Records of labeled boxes
>> Start

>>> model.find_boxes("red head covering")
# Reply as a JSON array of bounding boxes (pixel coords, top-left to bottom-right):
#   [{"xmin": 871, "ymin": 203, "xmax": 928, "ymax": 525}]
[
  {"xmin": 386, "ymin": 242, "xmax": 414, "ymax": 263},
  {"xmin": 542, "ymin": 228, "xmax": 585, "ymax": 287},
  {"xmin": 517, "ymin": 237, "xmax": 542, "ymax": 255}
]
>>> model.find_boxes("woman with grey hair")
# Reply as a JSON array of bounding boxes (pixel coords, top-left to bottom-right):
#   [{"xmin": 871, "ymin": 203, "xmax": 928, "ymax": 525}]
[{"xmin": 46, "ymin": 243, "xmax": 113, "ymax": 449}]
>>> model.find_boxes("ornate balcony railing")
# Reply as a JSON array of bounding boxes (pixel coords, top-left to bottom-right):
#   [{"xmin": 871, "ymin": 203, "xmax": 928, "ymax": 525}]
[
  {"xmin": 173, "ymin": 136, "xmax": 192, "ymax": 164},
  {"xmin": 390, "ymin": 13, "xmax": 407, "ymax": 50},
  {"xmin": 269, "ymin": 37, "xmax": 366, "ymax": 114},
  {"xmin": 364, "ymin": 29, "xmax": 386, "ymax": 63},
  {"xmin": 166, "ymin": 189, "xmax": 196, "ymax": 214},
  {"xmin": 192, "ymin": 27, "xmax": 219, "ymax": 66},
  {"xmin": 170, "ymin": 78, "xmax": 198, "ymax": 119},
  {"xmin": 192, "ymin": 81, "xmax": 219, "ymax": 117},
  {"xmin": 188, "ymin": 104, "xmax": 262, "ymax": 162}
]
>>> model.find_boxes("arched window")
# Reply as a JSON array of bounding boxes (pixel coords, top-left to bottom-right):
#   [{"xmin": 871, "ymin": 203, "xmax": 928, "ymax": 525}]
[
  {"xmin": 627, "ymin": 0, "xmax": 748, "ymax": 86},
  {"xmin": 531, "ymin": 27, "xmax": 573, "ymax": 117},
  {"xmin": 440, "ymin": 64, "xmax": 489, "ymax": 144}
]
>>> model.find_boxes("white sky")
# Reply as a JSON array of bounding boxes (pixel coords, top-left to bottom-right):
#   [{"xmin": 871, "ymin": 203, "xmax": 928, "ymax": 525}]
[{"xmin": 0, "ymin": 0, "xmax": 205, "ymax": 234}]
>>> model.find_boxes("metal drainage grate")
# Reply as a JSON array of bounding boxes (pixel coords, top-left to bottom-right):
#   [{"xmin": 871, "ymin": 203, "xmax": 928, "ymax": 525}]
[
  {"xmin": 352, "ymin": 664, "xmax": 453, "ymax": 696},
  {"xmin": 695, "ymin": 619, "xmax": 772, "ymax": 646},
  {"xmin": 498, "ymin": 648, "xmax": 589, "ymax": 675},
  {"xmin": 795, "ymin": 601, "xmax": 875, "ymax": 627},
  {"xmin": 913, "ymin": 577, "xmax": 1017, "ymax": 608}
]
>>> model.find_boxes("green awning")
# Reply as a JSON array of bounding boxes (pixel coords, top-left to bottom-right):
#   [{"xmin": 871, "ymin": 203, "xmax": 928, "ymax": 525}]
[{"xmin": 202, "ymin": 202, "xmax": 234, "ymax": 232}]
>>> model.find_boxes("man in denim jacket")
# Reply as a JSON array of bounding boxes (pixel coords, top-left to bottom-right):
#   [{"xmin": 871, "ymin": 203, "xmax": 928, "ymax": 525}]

>> End

## Directions
Identify every line of the data above that contains the string "model", and copy each such line in full. Case counts, so match only that exact capitalization.

## Expected answer
>>> model.find_boxes("red head covering")
>>> model.find_boxes("woman with grey hair")
>>> model.find_boxes("ornate balcony railing")
>>> model.find_boxes("arched window")
>>> model.find_boxes("white sky")
>>> model.find_boxes("metal drainage grate")
>>> model.find_boxes("green awning")
>>> model.find_boxes("man in denim jacket")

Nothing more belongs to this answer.